- [Objetivo declarado 1]:
Responda, com base no trecho sobre o professor de matemática:
(a) Em qual escola Andretti Pierre leciona matemática?
(b) Para que espaço ele costuma levar os alunos?
(c) Segundo o trecho, o que a tecnologia exige do profissional?

- [Trecho citado]:
----

Andretti Pierre, professor de matemática do La Salle de Águas Claras, é outro profissional que não abre mão das possibilidades oferecidas pela tecnologia e não se importa de dar uma aula fora da sala tradicional. Ele costuma levar os alunos para um espaço paramentado por ilhas interativas, com objetivo de fazê-los testar os aprendizados na prática. Também faz uso de plataformas que possibilitam trabalhar com competitividade e jogos. “Coloco os alunos dentro do ambiente deles, que são os games e os computadores”, conta. Pierre reconhece, no entanto, que tudo isso dá mais trabalho ao professor. A tecnologia exige que o profissional estude a ferramenta e a ajuste até o ponto certo para usá-la com os estudantes. “Mas é compensador, porque o resultado é surpreendente. Os estudantes querem assistir às aulas de matemática, pois sempre esperam algo, e muitas vezes nem querem sair da sala depois que tudo acaba”, diz.

----

[Itens armazenados de uma coleção]
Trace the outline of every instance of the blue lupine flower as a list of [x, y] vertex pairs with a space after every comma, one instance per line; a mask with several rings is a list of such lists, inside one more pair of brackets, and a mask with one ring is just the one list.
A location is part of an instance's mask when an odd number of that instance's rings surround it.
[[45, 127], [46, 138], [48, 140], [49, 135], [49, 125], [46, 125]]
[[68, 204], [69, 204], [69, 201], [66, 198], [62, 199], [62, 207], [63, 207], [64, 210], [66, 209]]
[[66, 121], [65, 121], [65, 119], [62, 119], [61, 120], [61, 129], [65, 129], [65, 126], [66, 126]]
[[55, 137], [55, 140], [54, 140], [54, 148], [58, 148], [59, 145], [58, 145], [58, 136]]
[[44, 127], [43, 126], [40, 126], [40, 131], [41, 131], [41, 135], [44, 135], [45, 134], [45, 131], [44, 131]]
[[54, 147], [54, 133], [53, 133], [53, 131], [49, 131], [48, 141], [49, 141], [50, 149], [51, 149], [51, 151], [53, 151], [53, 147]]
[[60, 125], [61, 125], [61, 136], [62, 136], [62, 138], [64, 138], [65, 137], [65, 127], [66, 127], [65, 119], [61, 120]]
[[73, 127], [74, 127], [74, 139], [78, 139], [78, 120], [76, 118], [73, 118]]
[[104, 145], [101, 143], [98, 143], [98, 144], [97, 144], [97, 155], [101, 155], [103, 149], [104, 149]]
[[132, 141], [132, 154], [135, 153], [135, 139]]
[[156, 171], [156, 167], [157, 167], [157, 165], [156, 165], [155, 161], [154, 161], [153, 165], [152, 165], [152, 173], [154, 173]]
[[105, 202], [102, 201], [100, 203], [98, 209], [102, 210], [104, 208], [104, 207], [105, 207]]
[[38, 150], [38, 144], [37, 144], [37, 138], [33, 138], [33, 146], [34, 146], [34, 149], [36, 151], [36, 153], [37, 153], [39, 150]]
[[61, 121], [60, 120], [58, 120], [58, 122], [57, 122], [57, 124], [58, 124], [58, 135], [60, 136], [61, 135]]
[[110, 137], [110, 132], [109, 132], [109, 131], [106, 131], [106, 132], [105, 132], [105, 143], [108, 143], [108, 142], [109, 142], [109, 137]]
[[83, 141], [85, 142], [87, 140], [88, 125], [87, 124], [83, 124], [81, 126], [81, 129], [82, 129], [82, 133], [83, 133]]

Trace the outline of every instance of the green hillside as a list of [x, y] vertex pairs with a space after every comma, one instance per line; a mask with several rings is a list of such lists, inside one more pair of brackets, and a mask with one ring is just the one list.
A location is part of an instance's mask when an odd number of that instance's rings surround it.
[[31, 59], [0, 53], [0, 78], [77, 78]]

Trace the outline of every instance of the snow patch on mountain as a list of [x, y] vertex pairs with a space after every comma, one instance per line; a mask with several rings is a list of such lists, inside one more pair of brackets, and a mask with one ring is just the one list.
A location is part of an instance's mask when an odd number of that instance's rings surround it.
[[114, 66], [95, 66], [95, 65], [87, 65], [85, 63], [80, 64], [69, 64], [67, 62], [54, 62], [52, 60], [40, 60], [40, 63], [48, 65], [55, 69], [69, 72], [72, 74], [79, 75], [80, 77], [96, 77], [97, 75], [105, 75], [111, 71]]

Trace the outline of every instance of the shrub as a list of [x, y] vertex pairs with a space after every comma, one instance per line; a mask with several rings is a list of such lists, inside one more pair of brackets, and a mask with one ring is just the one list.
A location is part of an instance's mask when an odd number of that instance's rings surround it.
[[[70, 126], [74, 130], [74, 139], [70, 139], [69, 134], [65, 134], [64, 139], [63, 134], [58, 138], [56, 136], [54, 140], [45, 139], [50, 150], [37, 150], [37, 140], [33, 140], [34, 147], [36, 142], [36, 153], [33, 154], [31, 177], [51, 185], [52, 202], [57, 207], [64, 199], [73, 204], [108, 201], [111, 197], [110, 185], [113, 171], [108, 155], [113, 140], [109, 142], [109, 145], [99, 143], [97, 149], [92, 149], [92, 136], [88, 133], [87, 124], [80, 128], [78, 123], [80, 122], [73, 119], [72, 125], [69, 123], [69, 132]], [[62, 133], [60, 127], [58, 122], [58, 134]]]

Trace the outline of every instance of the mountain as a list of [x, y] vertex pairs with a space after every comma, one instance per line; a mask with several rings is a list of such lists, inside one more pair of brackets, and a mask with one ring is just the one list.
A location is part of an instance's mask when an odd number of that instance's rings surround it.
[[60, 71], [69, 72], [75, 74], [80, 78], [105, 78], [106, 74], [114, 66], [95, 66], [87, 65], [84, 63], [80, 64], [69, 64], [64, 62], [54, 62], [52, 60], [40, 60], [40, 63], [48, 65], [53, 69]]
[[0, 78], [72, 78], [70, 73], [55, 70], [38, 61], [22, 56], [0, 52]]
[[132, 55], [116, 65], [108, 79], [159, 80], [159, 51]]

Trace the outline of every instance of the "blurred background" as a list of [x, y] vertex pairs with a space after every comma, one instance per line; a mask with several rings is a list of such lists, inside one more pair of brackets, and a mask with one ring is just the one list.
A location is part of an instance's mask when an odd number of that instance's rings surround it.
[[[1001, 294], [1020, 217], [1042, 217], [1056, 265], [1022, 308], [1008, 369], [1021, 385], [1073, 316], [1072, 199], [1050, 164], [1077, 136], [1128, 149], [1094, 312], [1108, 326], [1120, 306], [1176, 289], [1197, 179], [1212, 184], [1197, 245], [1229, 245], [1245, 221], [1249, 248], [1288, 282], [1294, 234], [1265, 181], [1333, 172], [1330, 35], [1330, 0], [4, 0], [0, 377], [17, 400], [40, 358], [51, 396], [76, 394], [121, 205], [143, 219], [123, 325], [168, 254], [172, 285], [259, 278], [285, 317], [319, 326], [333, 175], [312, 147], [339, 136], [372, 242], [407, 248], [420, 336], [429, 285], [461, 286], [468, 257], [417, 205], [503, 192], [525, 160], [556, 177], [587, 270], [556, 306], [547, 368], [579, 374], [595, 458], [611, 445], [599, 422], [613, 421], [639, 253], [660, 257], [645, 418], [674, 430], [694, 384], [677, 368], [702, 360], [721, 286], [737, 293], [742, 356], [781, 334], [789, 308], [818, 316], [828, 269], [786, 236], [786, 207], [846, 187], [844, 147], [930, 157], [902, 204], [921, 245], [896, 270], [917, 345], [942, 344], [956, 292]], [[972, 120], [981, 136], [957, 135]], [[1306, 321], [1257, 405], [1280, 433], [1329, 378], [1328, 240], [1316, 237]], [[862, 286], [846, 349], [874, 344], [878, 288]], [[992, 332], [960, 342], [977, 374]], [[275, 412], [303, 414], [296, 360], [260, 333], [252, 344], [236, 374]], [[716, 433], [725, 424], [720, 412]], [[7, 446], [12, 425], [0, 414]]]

----

- [Objetivo declarado 2]: Altere, nas entradas, as linhas que vão da que contém "Trace the outline of every instance of the mountain" até a que contém "[[132, 55], [116, 65], [108, 79], [159, 80], [159, 51]]", inclusive, substituindo "mountain" por "peak". Reproduza somente essas linhas, mantendo inalterado todo o restante.

- [Resultado correto 1]:
(a) No La Salle de Águas Claras.
(b) Para um espaço paramentado por ilhas interativas.
(c) Que o profissional estude a ferramenta e a ajuste até o ponto certo para usá-la com os estudantes.

- [Resultado correto 2]:
Trace the outline of every instance of the peak as a list of [x, y] vertex pairs with a space after every comma, one instance per line; a mask with several rings is a list of such lists, inside one more pair of brackets, and a mask with one ring is just the one list.
A location is part of an instance's mask when an odd number of that instance's rings surround it.
[[60, 71], [69, 72], [75, 74], [80, 78], [105, 78], [106, 74], [114, 66], [95, 66], [87, 65], [84, 63], [80, 64], [69, 64], [64, 62], [54, 62], [52, 60], [40, 60], [40, 63], [48, 65], [53, 69]]
[[0, 78], [72, 78], [70, 73], [55, 70], [38, 61], [22, 56], [0, 52]]
[[132, 55], [116, 65], [108, 79], [159, 80], [159, 51]]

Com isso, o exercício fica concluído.